Location identification entries
-- Start --
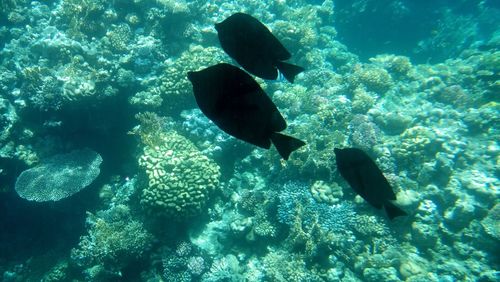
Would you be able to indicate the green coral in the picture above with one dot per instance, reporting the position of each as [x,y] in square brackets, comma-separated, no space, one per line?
[84,18]
[180,179]
[418,145]
[114,239]
[174,84]
[373,78]
[119,38]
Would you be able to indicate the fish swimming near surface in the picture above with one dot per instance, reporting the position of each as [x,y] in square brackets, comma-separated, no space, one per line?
[364,176]
[255,48]
[234,101]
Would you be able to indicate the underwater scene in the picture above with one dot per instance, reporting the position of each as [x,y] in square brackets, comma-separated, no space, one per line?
[249,140]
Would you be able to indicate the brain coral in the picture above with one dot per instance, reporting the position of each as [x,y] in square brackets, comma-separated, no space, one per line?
[180,178]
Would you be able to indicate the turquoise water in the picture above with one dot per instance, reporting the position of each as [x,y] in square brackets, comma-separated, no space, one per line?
[110,172]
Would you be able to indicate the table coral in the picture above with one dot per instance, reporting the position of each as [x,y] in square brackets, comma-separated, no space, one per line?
[180,179]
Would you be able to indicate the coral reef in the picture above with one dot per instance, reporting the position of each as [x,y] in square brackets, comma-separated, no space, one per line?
[114,240]
[179,179]
[189,203]
[60,176]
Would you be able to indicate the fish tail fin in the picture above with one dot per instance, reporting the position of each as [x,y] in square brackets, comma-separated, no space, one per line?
[286,144]
[393,211]
[289,71]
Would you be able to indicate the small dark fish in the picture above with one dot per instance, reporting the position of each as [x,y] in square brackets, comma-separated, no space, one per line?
[255,48]
[364,176]
[10,168]
[234,101]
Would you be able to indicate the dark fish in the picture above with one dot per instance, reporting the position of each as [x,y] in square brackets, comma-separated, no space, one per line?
[255,48]
[10,168]
[364,176]
[234,101]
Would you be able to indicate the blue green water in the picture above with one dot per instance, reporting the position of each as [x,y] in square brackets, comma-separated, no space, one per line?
[414,84]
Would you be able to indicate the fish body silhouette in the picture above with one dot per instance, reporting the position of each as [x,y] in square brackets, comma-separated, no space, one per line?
[255,48]
[367,180]
[234,101]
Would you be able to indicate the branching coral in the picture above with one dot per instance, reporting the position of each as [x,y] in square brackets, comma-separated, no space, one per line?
[179,179]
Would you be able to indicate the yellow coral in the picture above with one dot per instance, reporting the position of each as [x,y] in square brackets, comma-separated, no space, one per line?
[180,179]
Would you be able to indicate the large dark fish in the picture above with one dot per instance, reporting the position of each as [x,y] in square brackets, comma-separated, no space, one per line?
[234,101]
[364,176]
[255,48]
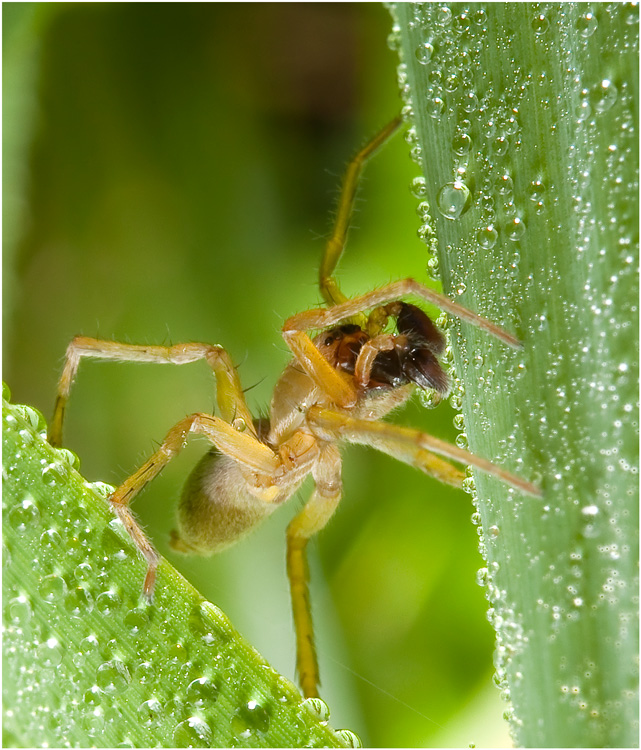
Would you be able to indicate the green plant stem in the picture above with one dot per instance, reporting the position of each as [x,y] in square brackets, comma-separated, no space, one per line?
[524,122]
[87,661]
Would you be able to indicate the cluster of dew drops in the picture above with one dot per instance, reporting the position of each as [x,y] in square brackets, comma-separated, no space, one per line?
[86,680]
[494,124]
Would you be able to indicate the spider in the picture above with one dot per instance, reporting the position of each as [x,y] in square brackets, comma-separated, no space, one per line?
[338,387]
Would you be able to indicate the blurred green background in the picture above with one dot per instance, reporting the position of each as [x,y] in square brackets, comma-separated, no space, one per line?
[169,175]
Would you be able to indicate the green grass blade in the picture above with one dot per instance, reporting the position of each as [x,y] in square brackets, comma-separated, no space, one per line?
[86,662]
[525,124]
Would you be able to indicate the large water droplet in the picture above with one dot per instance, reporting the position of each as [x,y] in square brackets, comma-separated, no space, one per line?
[193,732]
[453,199]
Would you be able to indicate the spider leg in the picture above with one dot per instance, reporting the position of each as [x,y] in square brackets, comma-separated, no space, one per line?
[336,243]
[229,394]
[329,424]
[256,457]
[312,518]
-- End --
• _Written request_:
Could you reproduce word for word the part of the listing starting at the line that contains "Would you be able to indicate the blurred" and ending with the last line of the listing, both included?

• _Result of this task_:
Would you be able to indicate the blurred green background in the picture above with one dot per instance, reporting the position of each as [x,y] in square brackets, comma-separated, no space, one per line?
[169,175]
Would you be able to indicate the green grass blade in the picture above with one dot per instance, reporting the position of each as [x,y] in square brackets, comma-separated, no space, one per line?
[86,662]
[525,124]
Would you be able to indicate the large water droplet in the picture above with one dot per instance, reporting the position of each as [x,y] in square brackets, comma-separated, no space, one per line?
[193,732]
[453,199]
Would you be able to indicate the spider leg in the picture above with one dot per instance, reporting the position of each as [x,y] in square brackets, comma-separated, no space, one per line?
[336,243]
[229,394]
[329,424]
[256,457]
[312,518]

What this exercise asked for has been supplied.